Énoncé A: Recopiez le passage de l'extrait sur Brahmagupta et les sciences arabo-musulmanes en commençant par « Plus tard, les » et en terminant par « améliorés et diffusés. ».
Énoncé B: Selon l'extrait sur Brahmagupta et les sciences arabo-musulmanes, comment Brahmagupta définit-il le zéro ?
Énoncé C: Énumérez toutes les civilisations avec lesquelles l'expansion de l'empire musulman met les Arabes en contact, d'après l'extrait sur Brahmagupta et les sciences arabo-musulmanes.

Au VIIe siècle, Brahmagupta (598-670) dirige l'observatoire astronomique de la ville sainte d'Ujjain, centre majeur de recherche mathématique. Il est surtout connu pour avoir formalisé le chiffre zéro, qu'il définit comme étant le résultat de la soustraction d'un nombre par lui-même, lui donnant ainsi une véritable place dans les calculs.

Il développe l'algèbre en résolvant des équations linéaires (a·x + b = 0), travaille sur les équations du second degré (a·x2 + b·x + c = 0), et s'illustre par des idées révolutionnaires comme l'affirmation que la Terre est ronde, ce qui semblait absurde pour ses contemporains, et que les objets sont attirés vers son centre. Une conception préfigurant la notion de gravité, bien avant Newton.

Plus tard, les indiens développeront la notion d'infini et résoudront des équations plus complexes, posant les bases de l'algèbre moderne.
Leurs travaux influenceront directement les savants arabo-musulmans.

L'âge d'or des sciences arabo-musulmanes

L'expansion rapide de l'empire musulman met les Arabes en contact avec diverses civilisations : grecque et byzantine à l'Ouest, perse au centre, et indienne à l'Est. Les conquêtes militaires, religieuses, et les échanges commerciaux permettent une immense circulation des savoirs.

Dès le IXe siècle, Bagdad devient la capitale intellectuelle du monde musulman. Les califes abbassides fondent la célèbre Maison de la Sagesse (Bayt al-Hikma), véritable centre de traduction et de recherche, où des érudits de tout horizons travaillent ensemble. C'est là que de nombreux textes grecs et persans sont traduits en arabe, puis commentés, améliorés et diffusés.

Données enregistrées:
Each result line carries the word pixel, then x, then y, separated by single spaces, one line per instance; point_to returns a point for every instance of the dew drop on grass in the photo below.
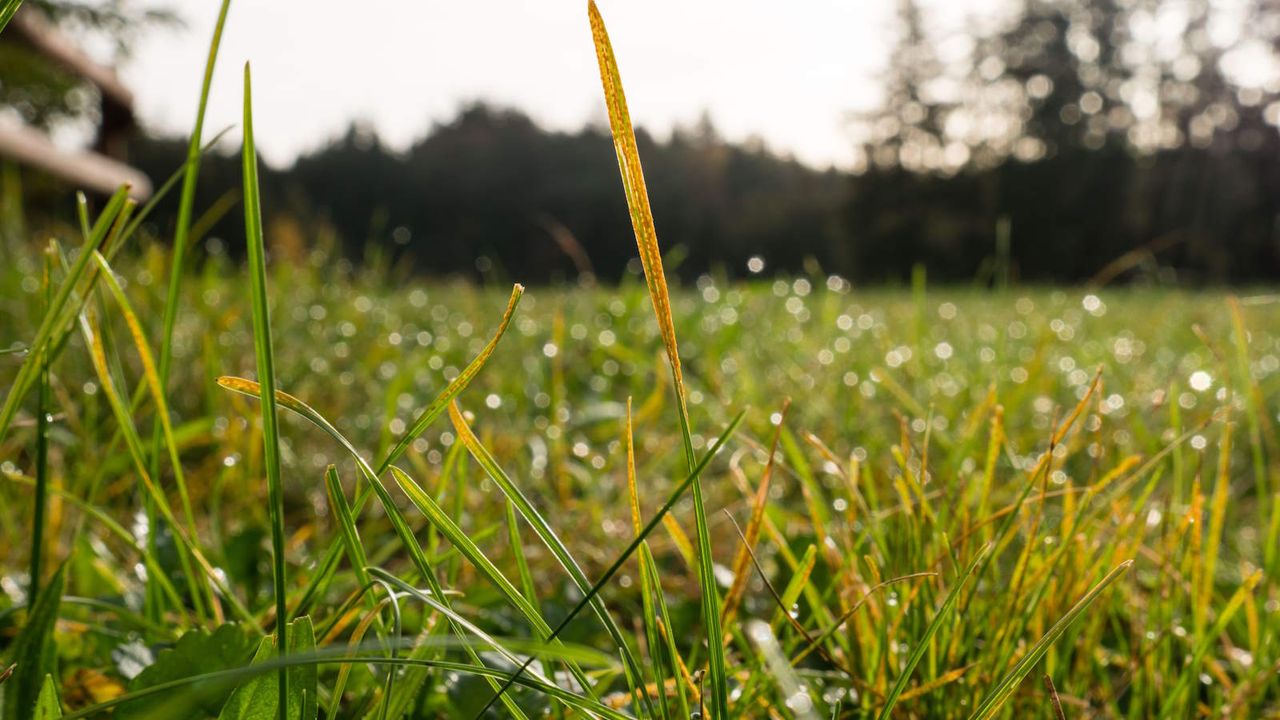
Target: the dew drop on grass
pixel 1200 381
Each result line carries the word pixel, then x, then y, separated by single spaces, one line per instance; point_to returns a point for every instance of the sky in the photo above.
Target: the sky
pixel 785 72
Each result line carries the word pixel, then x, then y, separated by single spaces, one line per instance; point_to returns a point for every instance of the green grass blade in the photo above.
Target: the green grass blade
pixel 346 524
pixel 922 645
pixel 42 410
pixel 1009 683
pixel 190 173
pixel 635 543
pixel 398 523
pixel 478 559
pixel 60 310
pixel 433 410
pixel 549 538
pixel 8 8
pixel 48 705
pixel 327 656
pixel 33 651
pixel 437 406
pixel 266 377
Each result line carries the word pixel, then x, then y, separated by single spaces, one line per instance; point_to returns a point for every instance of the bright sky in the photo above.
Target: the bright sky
pixel 787 72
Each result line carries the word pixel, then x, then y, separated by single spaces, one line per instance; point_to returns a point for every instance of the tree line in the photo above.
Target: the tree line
pixel 1052 140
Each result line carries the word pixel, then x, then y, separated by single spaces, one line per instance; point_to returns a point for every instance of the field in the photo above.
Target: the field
pixel 789 497
pixel 917 427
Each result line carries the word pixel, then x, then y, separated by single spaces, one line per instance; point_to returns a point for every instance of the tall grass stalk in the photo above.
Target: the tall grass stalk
pixel 266 381
pixel 650 256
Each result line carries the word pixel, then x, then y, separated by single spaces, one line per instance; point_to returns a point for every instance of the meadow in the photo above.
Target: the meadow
pixel 487 500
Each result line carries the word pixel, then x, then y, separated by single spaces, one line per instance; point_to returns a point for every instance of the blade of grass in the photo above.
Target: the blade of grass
pixel 398 523
pixel 552 541
pixel 336 656
pixel 60 310
pixel 424 419
pixel 635 543
pixel 1009 683
pixel 8 8
pixel 649 586
pixel 650 256
pixel 266 378
pixel 478 559
pixel 161 432
pixel 922 646
pixel 42 409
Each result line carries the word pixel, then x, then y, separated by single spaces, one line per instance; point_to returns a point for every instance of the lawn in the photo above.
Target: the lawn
pixel 789 497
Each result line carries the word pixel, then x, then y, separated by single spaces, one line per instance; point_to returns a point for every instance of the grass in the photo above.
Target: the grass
pixel 944 491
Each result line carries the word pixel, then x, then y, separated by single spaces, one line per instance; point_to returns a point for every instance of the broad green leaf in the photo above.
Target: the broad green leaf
pixel 196 652
pixel 259 697
pixel 33 651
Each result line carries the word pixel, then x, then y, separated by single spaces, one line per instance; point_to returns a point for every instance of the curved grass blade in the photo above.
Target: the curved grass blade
pixel 42 409
pixel 60 310
pixel 190 172
pixel 433 410
pixel 1009 683
pixel 327 657
pixel 8 8
pixel 635 543
pixel 551 540
pixel 922 646
pixel 478 559
pixel 33 651
pixel 187 543
pixel 398 523
pixel 48 705
pixel 266 377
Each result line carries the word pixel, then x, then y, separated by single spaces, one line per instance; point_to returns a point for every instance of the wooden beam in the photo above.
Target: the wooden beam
pixel 80 168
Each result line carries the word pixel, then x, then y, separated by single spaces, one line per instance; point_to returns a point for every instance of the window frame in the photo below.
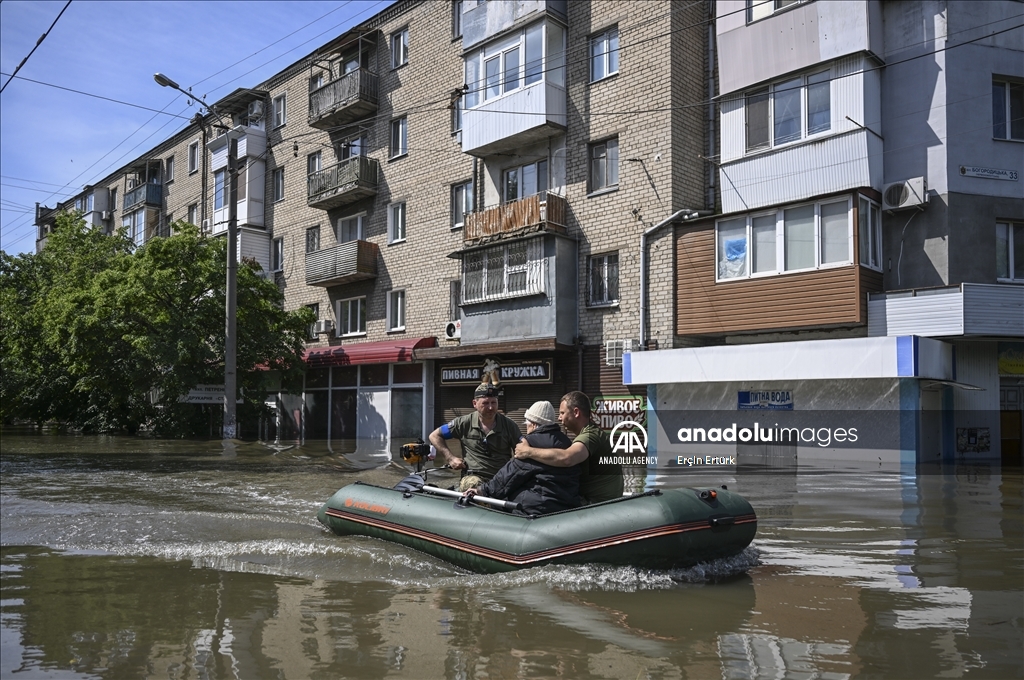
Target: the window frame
pixel 278 255
pixel 394 236
pixel 398 146
pixel 313 243
pixel 770 95
pixel 780 243
pixel 467 201
pixel 608 143
pixel 1012 227
pixel 1007 84
pixel 604 39
pixel 400 57
pixel 341 329
pixel 608 300
pixel 280 104
pixel 396 303
pixel 278 179
pixel 194 158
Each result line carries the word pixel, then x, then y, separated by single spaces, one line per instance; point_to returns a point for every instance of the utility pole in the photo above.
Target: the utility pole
pixel 230 294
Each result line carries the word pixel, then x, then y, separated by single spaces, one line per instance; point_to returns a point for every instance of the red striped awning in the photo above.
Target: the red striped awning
pixel 386 351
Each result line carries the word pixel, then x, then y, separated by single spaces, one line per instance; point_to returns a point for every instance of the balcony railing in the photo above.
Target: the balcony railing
pixel 344 263
pixel 342 100
pixel 547 210
pixel 346 182
pixel 143 195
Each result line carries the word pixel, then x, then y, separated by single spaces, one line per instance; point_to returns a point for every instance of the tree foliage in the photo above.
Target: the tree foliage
pixel 98 335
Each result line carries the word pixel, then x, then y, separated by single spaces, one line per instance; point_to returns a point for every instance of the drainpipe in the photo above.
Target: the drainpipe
pixel 685 214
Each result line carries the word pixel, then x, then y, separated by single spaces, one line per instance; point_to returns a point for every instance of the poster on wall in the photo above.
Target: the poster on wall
pixel 611 410
pixel 765 399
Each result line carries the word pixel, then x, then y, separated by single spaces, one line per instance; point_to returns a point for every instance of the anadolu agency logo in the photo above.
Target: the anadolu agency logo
pixel 629 443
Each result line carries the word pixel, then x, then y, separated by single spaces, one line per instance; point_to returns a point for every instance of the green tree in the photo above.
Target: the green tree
pixel 108 337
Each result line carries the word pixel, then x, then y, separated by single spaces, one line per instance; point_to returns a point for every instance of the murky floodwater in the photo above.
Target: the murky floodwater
pixel 126 558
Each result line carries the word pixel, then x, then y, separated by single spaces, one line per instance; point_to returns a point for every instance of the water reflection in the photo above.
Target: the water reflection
pixel 126 558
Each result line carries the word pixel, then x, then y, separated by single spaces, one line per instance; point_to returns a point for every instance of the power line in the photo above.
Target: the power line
pixel 38 43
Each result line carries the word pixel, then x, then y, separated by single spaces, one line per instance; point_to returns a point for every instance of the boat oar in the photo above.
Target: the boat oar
pixel 482 500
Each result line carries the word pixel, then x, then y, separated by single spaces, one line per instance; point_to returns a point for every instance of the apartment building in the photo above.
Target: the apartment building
pixel 866 255
pixel 461 192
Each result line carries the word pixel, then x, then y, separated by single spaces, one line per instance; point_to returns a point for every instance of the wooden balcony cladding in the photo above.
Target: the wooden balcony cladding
pixel 143 195
pixel 834 296
pixel 547 211
pixel 350 97
pixel 346 182
pixel 343 263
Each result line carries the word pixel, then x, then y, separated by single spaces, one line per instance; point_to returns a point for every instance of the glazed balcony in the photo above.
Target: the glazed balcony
pixel 341 184
pixel 143 195
pixel 542 211
pixel 348 98
pixel 344 263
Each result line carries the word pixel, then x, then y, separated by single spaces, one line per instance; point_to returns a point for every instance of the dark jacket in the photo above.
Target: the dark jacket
pixel 538 487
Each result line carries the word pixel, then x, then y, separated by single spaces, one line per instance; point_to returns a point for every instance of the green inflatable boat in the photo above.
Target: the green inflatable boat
pixel 658 529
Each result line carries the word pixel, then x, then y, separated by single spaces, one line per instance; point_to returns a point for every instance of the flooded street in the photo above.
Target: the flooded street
pixel 130 558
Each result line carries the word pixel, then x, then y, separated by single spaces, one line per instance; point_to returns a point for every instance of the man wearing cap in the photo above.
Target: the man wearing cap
pixel 600 481
pixel 539 489
pixel 487 438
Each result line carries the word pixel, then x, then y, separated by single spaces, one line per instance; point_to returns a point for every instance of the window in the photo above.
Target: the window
pixel 396 222
pixel 788 111
pixel 352 316
pixel 503 271
pixel 218 189
pixel 603 165
pixel 278 255
pixel 279 184
pixel 350 228
pixel 798 238
pixel 396 310
pixel 311 331
pixel 313 163
pixel 399 137
pixel 193 157
pixel 524 180
pixel 604 54
pixel 869 234
pixel 758 9
pixel 399 48
pixel 280 111
pixel 1008 111
pixel 462 203
pixel 312 239
pixel 1010 250
pixel 604 279
pixel 457 18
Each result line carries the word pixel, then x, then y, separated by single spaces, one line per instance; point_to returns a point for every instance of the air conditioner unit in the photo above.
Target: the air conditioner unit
pixel 613 350
pixel 907 194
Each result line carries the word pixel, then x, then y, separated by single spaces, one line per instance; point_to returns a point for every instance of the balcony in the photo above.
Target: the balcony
pixel 343 100
pixel 347 262
pixel 143 195
pixel 346 182
pixel 522 117
pixel 540 212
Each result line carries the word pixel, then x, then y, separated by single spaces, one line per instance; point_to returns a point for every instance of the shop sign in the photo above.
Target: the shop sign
pixel 497 373
pixel 610 411
pixel 765 399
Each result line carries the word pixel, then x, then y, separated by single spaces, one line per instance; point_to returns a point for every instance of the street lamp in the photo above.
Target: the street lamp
pixel 230 292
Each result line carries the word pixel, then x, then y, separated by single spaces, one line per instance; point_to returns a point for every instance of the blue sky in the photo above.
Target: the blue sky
pixel 52 141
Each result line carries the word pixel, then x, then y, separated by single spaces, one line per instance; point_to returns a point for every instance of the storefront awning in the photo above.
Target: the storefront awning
pixel 387 351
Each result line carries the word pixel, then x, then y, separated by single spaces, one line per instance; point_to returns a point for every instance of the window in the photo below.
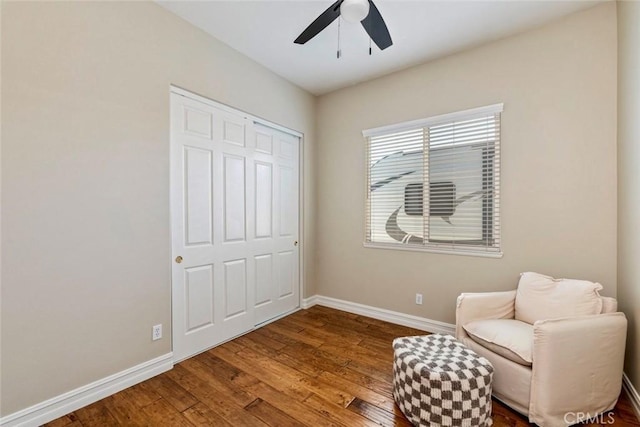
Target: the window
pixel 457 158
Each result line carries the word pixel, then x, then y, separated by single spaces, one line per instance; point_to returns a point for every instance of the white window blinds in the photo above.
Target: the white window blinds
pixel 434 184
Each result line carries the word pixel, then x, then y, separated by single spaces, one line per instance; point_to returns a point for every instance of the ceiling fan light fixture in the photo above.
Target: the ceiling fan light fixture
pixel 354 10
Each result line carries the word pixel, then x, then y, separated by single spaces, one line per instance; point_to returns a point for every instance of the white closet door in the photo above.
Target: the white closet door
pixel 276 249
pixel 229 199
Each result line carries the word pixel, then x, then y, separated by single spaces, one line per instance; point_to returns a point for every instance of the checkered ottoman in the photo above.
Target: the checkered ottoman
pixel 437 381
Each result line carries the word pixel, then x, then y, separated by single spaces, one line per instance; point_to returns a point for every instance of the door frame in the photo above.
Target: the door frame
pixel 173 89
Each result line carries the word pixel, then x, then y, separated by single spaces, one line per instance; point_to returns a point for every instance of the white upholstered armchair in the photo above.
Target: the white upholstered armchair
pixel 556 345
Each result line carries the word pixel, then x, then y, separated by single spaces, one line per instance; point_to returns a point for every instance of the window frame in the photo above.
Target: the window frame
pixel 490 178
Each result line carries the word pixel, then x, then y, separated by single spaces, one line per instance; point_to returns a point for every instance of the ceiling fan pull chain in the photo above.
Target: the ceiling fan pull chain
pixel 338 53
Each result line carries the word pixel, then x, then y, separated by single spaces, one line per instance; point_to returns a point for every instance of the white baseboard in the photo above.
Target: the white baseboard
pixel 633 394
pixel 396 317
pixel 75 399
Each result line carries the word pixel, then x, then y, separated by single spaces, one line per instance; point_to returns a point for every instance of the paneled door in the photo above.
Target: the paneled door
pixel 234 216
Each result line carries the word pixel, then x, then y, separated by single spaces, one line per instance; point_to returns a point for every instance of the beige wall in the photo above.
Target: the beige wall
pixel 85 181
pixel 629 179
pixel 558 85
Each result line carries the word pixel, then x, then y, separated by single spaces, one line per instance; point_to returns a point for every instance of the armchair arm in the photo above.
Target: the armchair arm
pixel 577 366
pixel 483 305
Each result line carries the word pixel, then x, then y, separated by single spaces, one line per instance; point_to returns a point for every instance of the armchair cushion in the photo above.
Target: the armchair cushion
pixel 511 339
pixel 542 297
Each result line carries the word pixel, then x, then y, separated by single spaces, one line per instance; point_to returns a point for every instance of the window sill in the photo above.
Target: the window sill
pixel 396 247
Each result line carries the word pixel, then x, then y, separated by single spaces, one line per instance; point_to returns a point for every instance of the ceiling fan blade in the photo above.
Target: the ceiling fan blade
pixel 321 22
pixel 377 29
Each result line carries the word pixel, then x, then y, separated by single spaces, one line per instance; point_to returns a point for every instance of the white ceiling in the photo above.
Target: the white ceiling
pixel 421 31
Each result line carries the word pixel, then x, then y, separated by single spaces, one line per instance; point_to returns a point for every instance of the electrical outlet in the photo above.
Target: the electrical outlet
pixel 156 333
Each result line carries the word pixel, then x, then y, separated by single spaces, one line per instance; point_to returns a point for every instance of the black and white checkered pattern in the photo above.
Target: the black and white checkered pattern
pixel 437 381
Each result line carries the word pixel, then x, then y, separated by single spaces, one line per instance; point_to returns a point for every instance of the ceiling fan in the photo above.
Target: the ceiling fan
pixel 363 11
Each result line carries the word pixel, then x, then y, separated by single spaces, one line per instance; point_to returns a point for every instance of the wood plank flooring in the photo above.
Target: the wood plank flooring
pixel 316 367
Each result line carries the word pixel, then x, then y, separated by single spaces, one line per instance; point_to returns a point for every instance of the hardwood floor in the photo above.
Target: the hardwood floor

Réponse A:
Plus tard, les indiens développeront la notion d'infini et résoudront des équations plus complexes, posant les bases de l'algèbre moderne.
Leurs travaux influenceront directement les savants arabo-musulmans.

L'âge d'or des sciences arabo-musulmanes

L'expansion rapide de l'empire musulman met les Arabes en contact avec diverses civilisations : grecque et byzantine à l'Ouest, perse au centre, et indienne à l'Est. Les conquêtes militaires, religieuses, et les échanges commerciaux permettent une immense circulation des savoirs.

Dès le IXe siècle, Bagdad devient la capitale intellectuelle du monde musulman. Les califes abbassides fondent la célèbre Maison de la Sagesse (Bayt al-Hikma), véritable centre de traduction et de recherche, où des érudits de tout horizons travaillent ensemble. C'est là que de nombreux textes grecs et persans sont traduits en arabe, puis commentés, améliorés et diffusés.

Réponse B: Comme le résultat de la soustraction d'un nombre par lui-même.

Réponse C:
- grecque
- byzantine
- perse
- indienne